Problem description
Retype all the data word for word.

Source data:

⁂

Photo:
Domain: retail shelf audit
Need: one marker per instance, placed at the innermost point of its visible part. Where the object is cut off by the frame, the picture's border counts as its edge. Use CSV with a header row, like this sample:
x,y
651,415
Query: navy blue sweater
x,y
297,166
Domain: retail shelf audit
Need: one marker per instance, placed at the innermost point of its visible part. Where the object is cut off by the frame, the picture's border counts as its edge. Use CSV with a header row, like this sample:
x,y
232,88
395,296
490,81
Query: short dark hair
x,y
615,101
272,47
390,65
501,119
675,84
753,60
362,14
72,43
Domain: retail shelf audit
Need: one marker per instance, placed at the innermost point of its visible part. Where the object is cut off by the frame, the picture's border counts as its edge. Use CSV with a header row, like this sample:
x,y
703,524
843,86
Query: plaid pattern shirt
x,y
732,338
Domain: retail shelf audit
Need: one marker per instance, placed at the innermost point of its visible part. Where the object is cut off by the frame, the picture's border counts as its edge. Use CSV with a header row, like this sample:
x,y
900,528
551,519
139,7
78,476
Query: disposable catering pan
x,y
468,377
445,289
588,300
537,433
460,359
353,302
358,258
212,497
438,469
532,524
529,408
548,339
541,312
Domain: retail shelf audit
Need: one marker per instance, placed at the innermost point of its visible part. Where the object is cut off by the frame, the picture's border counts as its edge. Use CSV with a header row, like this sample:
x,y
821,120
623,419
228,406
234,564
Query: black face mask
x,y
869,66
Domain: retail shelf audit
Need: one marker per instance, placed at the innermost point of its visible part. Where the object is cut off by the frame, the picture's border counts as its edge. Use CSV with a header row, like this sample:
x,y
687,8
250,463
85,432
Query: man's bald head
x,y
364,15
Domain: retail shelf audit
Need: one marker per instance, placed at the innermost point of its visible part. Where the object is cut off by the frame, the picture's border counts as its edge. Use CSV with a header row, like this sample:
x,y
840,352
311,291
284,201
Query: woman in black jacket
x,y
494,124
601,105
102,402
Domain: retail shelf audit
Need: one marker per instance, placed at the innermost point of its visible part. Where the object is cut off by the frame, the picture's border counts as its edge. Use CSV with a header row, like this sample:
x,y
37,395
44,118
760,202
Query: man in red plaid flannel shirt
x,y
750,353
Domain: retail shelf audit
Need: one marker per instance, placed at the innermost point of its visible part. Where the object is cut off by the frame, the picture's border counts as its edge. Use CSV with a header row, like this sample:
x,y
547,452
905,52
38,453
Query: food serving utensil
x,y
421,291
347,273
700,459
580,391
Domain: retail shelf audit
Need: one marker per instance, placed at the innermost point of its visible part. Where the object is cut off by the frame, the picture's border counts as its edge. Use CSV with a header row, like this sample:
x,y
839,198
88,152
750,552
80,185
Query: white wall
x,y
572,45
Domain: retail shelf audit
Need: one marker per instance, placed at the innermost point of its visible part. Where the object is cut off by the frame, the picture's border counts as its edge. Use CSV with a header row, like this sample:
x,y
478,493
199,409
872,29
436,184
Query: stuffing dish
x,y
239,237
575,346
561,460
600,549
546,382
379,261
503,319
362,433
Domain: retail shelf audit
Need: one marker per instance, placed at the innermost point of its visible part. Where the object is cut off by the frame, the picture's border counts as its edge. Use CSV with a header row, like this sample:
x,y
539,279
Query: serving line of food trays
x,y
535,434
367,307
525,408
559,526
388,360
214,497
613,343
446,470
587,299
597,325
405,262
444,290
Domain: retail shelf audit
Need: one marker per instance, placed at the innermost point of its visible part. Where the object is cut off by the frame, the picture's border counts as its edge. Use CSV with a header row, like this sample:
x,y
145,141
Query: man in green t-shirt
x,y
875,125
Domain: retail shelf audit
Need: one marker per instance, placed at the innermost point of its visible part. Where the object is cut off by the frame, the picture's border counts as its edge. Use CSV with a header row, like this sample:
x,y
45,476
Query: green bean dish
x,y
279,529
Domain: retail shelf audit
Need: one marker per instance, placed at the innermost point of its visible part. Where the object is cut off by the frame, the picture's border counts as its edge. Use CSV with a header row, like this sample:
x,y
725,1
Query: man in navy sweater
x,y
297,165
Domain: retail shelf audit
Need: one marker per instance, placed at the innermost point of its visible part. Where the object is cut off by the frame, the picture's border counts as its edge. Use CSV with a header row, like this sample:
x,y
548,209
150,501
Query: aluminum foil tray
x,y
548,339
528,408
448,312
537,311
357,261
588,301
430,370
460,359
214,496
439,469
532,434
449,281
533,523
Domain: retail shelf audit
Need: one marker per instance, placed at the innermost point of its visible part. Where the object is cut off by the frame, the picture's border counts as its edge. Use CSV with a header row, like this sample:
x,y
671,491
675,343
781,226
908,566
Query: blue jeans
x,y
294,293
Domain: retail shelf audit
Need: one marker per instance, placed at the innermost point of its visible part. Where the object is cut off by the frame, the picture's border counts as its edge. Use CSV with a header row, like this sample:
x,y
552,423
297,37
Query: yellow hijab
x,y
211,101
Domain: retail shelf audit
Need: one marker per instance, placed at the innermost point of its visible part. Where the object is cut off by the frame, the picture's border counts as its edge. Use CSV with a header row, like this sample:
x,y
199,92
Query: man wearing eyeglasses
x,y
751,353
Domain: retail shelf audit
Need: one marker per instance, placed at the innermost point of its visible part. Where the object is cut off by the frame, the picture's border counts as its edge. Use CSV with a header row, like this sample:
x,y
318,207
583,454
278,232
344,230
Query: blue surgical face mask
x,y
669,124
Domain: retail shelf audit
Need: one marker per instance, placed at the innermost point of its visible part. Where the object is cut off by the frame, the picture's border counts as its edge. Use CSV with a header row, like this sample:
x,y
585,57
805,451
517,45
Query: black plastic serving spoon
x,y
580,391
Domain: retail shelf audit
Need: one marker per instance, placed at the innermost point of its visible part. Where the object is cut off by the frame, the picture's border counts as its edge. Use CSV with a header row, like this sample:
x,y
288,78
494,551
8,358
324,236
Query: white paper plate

⁂

Exercise output
Photo:
Domain: retail shelf audit
Need: one marker per instance, placed at the innermost point of its visible part. Where the object is cut off by the frame, the picture's border counts as its edge. Use CSV with a header row, like this sample:
x,y
651,415
Query: navy blue sweater
x,y
297,166
Domain: retail shelf audit
Need: one marker per instance, placed at the innermost point of its visible part. Where the object is cut off by the frame, the picture's border counts as its edge. Use CSV with a header row, like this sample:
x,y
232,88
395,296
490,81
Query: short dark hair
x,y
615,101
272,47
390,65
501,119
675,84
753,60
362,14
72,43
Domain: retail shelf audit
Need: one marker per instance, placed at the innermost point of its visible part. Where the object is cut off by the frame, the picture's border counts as its edge. Use CSV with a header row, like this sample:
x,y
703,524
843,86
Query: plaid pattern shirt
x,y
732,338
Domain: retail shelf audit
Need: one marker per instance, placed at the innermost point of its visible part. Where the object is cut off by the frame, the picture's border counts as its edge. Use CSV with a header row, like this sample:
x,y
900,528
551,519
139,7
78,476
Query: disposable catering pan
x,y
468,377
445,289
588,300
537,433
460,359
353,302
358,258
212,497
438,469
532,524
529,408
548,339
541,312
Domain: retail shelf audit
Need: one marker per instance, placed at the innermost point of its visible part. Where the object is cut off by the frame, the picture's border counts as its edge. Use CSV with a header row, like this sample:
x,y
821,120
623,419
228,406
234,564
Query: black face mask
x,y
869,66
Domain: retail shelf audit
Need: one marker per instance, placed at the innermost point of its visible part. Where the object is cut off by the frame, the picture's border counts as its edge. Use CSV with a header row, like this sample:
x,y
687,8
250,463
85,432
Query: man's bald head
x,y
364,15
Domain: retail shelf audit
Need: one marker per instance, placed at the innermost point of its visible part. Where the object is cut off by the frame, the picture's border counts as its edge. Use CSV with a header row, like this sample:
x,y
840,352
311,291
284,201
Query: woman in black jacket
x,y
494,124
601,105
102,402
Domain: retail shelf audit
Need: one marker per instance, placed at the innermost point of its visible part. Where the object is cut off by the frame, the picture's border counts as its edge. Use CSV with a header row, like this sample:
x,y
37,395
44,118
760,202
Query: man in red plaid flannel shirt
x,y
750,353
Domain: retail shelf audit
Need: one marker per instance, placed at the innermost point of its visible part. Where the object is cut off by the frame, the picture's border counts as its edge. Use CSV with a header row, like this sample:
x,y
547,452
905,52
38,453
Query: food serving utensil
x,y
421,291
347,273
700,459
580,391
Domain: retail shelf audit
Need: one marker per instance, placed at the innermost point of its visible part. Where the object is cut off by the frame, the picture's border counts as its edge. Use CSV with a header row, like this sample:
x,y
839,198
88,152
750,552
80,185
Query: white wall
x,y
572,45
Domain: retail shelf audit
Need: one marker per instance, placed at the innermost point of its visible part. Where the object is cut off by the frame, the picture's border counts as its edge. Use CSV with a header row, like this sample:
x,y
478,493
199,409
872,29
436,184
Query: stuffing dish
x,y
239,237
575,346
561,460
600,549
546,382
379,261
503,319
362,433
Domain: retail shelf audit
Need: one marker per instance, placed at the innermost point of its visible part. Where the object is cut off by the frame, the picture's border counts as its edge. Use CSV with a header row, like this sample:
x,y
539,279
Query: serving line of food trays
x,y
535,434
367,307
525,408
559,526
388,360
214,497
613,343
446,470
587,299
597,325
405,262
444,290
Domain: retail shelf audit
Need: one marker per instance, placed at the innermost point of its visible part. Where the object is cut off by the frame, the picture's border counts as its edge. Use CSV with a header row, like this sample:
x,y
145,141
Query: man in green t-shirt
x,y
875,125
Domain: retail shelf audit
Need: one marker per instance, placed at the innermost point of its visible part. Where the object is cut off by the frame, the picture's border counts as its edge. Use CSV with a header row, like this sample:
x,y
45,476
Query: green bean dish
x,y
279,529
Domain: retail shelf audit
Need: one marker per instance, placed at the innermost point of its visible part. Where the object is cut off by the frame, the picture's border counts as its edge. Use CSV with a header row, like this sample:
x,y
725,1
Query: man in navy sweater
x,y
297,165
Domain: retail shelf audit
Need: one marker per instance, placed at the innermost point of its visible part. Where the object is cut off by the frame, the picture's border counts as its edge. Use CSV with a header row, like this sample:
x,y
548,209
150,501
Query: aluminum foil tray
x,y
548,339
528,408
448,312
537,311
357,261
588,301
430,370
460,359
214,496
439,469
532,434
449,281
533,523
Domain: retail shelf audit
Need: one marker per instance, placed at the innermost point of its visible part. Where the object is cut off by the frame, the picture's border counts as its edge. Use CSV with a header row, like this sample:
x,y
671,491
675,343
781,226
908,566
Query: blue jeans
x,y
294,293
Domain: retail shelf audit
Need: one marker per instance, placed at the innermost point of its visible part. Where the object is cut off by the frame, the picture's border counts as its edge. Use CSV with a header row, like this sample:
x,y
552,423
297,37
Query: yellow hijab
x,y
211,101
Domain: retail shelf audit
Need: one marker per instance, placed at the innermost point of its visible part. Where the object is cut off by the frame, the picture's border counts as its edge. Use CSV with a header row, like this sample:
x,y
199,92
Query: man wearing eyeglasses
x,y
751,353
Domain: retail shelf audit
Need: one marker per instance, placed at the innermost point of its visible part. Where the object is cut off by the frame, the picture's border counts as its edge. Use CSV with a header row, like this sample:
x,y
318,207
583,454
278,232
344,230
Query: blue surgical face mask
x,y
669,124
Domain: retail shelf audit
Need: one marker per instance, placed at the innermost point of its visible part. Where the object is cut off by the frame, the picture's border counts as its edge. Use CSV with a header row, like this sample:
x,y
585,57
805,451
517,45
Query: black plastic serving spoon
x,y
580,391
Domain: retail shelf audit
Need: one marker per instance, placed at the innermost point of its visible part. Where the object is cut off by the frame, the picture's border counts as its edge. Use CSV with a header row, like this sample:
x,y
288,78
494,551
8,358
324,236
Query: white paper plate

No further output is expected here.